Dataset entries:
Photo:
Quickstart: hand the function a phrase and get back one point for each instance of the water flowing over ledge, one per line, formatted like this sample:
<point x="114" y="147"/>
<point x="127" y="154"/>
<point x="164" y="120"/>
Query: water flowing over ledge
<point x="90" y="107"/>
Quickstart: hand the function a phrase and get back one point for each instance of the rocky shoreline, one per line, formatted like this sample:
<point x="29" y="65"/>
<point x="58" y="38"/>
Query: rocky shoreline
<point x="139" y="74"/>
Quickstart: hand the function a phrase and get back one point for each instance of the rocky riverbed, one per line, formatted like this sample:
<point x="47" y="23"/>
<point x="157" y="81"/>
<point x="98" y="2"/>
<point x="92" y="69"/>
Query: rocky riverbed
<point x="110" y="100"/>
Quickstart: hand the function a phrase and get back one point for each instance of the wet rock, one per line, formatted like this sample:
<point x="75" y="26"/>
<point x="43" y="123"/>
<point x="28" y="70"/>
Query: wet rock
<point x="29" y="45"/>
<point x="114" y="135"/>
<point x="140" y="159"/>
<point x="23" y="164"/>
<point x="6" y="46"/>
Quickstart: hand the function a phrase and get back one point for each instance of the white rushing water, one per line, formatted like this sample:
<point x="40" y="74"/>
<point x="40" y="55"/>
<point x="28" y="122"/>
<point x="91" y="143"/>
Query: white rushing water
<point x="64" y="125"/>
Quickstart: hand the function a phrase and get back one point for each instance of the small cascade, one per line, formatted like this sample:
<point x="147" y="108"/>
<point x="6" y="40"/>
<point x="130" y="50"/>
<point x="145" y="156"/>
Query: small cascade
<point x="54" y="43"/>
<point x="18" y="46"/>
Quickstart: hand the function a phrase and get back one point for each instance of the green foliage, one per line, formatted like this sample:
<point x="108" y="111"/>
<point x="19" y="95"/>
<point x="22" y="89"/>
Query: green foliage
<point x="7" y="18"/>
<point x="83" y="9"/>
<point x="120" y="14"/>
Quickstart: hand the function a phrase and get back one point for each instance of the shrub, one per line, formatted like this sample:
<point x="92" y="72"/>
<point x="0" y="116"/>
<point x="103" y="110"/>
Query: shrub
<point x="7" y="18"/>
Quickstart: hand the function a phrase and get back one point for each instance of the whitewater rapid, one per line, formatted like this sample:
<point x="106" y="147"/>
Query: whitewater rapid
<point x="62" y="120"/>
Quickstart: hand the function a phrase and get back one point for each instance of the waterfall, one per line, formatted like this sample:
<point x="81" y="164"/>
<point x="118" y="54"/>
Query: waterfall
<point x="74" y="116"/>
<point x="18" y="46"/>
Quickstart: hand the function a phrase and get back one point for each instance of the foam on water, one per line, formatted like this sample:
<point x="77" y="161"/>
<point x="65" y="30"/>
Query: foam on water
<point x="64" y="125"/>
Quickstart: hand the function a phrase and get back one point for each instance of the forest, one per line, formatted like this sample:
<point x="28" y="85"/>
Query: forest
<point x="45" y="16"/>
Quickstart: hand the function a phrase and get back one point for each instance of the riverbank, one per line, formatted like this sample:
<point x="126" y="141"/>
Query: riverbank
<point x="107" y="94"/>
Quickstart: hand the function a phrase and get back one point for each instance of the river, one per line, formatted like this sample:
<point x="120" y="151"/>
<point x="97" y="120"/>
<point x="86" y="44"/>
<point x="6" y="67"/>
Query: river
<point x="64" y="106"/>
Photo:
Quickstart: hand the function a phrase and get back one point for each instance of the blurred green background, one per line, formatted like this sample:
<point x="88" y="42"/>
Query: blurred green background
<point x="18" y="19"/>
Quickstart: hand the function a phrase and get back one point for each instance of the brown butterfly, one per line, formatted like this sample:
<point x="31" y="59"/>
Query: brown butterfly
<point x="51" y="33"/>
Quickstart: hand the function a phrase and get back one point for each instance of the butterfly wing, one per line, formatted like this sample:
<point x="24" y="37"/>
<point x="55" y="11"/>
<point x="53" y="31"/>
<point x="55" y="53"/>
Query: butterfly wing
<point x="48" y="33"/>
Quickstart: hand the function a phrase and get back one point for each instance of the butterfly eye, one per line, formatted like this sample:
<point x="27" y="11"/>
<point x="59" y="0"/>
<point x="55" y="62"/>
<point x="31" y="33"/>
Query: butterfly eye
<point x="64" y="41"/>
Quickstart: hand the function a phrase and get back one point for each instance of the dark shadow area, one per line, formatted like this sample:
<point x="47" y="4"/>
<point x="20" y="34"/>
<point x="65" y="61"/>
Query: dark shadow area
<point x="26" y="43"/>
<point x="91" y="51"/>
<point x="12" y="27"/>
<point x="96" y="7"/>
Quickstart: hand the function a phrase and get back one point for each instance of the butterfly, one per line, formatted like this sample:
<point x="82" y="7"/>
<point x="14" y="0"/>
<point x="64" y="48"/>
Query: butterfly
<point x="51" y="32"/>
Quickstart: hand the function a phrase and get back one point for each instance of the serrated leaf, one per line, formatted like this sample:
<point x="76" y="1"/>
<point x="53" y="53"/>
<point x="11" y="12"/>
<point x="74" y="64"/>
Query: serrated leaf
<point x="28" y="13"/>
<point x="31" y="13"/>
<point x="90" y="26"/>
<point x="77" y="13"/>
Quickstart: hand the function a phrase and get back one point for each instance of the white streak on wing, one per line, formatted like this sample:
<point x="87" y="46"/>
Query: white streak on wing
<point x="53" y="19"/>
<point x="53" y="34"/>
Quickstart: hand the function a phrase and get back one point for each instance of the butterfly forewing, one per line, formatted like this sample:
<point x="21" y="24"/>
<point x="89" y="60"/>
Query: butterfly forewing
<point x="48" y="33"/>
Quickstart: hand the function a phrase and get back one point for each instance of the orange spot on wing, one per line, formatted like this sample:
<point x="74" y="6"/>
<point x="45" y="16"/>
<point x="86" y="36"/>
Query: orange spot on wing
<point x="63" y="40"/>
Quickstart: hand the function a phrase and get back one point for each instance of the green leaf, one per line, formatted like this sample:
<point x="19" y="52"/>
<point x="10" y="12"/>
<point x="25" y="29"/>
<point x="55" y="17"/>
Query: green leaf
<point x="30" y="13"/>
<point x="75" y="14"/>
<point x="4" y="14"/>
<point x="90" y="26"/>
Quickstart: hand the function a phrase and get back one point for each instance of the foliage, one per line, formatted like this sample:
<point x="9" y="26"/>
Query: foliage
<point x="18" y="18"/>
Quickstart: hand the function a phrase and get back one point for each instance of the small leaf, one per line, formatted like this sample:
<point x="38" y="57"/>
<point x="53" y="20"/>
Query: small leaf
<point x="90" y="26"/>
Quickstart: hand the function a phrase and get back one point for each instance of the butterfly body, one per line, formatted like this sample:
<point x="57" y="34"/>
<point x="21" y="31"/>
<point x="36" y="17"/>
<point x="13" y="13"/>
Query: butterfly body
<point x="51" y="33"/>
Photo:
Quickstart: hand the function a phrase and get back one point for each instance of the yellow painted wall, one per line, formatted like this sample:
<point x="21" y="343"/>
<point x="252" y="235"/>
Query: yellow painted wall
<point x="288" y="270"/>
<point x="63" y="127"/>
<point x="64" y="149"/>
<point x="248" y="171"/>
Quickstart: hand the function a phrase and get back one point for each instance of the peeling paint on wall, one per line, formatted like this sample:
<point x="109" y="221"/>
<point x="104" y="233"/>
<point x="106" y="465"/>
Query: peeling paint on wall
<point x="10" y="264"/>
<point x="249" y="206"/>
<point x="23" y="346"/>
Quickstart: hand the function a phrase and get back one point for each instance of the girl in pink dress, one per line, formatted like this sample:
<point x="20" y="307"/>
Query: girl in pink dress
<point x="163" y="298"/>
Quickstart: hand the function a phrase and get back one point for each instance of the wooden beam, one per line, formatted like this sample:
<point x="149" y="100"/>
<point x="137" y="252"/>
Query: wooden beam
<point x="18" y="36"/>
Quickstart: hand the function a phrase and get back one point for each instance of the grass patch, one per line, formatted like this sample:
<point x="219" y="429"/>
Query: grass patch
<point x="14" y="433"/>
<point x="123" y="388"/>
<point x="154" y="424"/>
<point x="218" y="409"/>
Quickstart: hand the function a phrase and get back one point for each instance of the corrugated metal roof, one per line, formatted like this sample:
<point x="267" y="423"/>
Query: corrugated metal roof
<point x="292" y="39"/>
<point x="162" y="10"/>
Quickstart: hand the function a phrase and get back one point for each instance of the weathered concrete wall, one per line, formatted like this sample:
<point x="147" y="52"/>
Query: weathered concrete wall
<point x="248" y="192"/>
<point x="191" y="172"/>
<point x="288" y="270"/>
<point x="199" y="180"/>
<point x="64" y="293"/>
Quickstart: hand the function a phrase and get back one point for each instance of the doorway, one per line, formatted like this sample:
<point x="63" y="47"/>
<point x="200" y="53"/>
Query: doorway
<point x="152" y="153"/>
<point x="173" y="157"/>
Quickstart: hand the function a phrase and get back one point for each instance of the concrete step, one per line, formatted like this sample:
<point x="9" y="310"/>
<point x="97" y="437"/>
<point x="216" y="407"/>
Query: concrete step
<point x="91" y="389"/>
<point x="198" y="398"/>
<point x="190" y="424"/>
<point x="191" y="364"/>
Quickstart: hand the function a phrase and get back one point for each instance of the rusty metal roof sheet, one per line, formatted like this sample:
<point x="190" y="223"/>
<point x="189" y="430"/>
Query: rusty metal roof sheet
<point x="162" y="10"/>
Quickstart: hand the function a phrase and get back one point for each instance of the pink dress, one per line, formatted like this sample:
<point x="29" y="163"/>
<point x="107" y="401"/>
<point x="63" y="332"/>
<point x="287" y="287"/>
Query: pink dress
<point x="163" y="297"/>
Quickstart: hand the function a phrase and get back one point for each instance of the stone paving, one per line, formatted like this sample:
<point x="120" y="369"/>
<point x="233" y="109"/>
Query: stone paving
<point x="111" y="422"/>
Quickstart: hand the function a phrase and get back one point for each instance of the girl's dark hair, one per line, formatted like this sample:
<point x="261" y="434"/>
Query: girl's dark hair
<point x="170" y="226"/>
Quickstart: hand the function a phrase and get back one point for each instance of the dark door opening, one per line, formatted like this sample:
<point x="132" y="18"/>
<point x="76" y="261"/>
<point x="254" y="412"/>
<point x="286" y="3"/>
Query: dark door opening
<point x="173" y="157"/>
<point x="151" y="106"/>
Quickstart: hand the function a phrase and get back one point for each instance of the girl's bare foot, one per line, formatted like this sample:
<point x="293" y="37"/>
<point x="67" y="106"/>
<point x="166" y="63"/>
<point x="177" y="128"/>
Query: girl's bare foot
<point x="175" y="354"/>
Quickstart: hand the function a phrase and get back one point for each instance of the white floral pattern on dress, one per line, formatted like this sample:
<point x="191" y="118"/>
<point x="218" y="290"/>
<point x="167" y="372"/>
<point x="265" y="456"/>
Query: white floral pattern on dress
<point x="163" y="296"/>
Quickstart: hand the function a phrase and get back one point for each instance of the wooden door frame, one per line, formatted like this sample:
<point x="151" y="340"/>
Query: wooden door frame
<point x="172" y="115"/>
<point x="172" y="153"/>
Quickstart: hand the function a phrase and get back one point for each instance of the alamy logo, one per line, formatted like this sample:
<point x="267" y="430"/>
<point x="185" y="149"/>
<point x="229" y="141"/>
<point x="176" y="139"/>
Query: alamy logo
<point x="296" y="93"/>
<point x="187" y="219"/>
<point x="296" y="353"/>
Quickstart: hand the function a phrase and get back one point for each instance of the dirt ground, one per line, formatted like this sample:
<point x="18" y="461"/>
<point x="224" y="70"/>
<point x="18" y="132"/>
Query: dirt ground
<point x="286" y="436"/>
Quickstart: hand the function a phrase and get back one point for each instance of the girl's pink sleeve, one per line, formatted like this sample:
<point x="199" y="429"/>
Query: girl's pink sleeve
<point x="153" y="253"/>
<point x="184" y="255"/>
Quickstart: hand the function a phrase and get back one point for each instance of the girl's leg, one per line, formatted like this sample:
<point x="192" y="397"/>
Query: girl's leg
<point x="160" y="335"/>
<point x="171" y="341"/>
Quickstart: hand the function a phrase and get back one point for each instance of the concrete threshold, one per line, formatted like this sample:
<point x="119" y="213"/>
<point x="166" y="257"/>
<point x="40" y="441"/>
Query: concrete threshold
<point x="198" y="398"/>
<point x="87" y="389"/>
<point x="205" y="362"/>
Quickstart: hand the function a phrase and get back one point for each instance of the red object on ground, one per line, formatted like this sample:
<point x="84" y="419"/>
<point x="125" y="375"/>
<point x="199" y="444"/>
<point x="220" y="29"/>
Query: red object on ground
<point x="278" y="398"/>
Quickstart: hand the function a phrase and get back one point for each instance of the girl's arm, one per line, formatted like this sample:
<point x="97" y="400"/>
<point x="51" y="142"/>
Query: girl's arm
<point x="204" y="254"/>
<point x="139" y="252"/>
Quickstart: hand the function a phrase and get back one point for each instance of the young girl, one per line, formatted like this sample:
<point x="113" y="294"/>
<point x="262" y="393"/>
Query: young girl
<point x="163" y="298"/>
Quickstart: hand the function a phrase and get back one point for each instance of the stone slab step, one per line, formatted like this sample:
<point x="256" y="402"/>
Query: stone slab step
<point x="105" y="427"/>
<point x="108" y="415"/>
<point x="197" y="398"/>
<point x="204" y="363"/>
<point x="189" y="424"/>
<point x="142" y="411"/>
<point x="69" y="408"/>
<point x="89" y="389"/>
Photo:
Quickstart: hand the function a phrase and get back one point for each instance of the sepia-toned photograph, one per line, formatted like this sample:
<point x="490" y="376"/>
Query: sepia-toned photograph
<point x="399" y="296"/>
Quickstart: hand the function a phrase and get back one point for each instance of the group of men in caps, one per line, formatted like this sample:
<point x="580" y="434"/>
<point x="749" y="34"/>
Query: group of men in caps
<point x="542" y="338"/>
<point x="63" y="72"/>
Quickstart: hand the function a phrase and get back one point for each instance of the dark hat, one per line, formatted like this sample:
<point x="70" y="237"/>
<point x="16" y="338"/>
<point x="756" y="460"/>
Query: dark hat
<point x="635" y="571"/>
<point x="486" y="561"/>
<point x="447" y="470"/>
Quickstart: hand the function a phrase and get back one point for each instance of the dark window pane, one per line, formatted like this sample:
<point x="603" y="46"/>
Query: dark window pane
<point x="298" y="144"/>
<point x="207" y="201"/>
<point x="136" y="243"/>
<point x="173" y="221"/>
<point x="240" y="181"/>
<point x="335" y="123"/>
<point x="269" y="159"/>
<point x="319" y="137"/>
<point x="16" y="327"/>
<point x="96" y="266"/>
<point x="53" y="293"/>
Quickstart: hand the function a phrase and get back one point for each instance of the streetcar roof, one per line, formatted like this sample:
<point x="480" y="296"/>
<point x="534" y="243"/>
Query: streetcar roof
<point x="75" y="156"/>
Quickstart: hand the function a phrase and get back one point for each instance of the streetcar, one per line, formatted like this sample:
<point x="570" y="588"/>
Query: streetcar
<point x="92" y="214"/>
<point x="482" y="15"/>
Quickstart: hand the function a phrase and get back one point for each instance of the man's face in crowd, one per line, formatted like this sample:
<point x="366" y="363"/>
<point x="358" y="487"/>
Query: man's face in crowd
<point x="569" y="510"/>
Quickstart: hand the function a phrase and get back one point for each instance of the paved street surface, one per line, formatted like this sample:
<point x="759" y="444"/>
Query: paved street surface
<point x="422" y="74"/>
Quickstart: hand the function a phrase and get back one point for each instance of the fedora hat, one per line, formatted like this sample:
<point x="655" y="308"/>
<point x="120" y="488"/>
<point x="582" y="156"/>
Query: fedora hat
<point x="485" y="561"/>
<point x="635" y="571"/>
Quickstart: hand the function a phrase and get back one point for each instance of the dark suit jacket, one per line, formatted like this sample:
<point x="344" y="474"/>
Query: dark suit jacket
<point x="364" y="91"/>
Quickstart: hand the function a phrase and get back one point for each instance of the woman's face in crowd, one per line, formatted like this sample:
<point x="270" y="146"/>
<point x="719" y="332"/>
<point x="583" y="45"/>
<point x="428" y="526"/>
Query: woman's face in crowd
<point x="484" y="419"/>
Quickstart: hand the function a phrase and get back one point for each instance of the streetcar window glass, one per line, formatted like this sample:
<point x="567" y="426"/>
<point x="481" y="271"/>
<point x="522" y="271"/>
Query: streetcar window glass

Task to carry out: Among the records above, find the lines that contain "glass" and copy every one.

Final answer:
Quickstart: hand the function a phrase and get back one point for each instance of the streetcar window glass, one per line, formatted like this sample:
Query: streetcar window glass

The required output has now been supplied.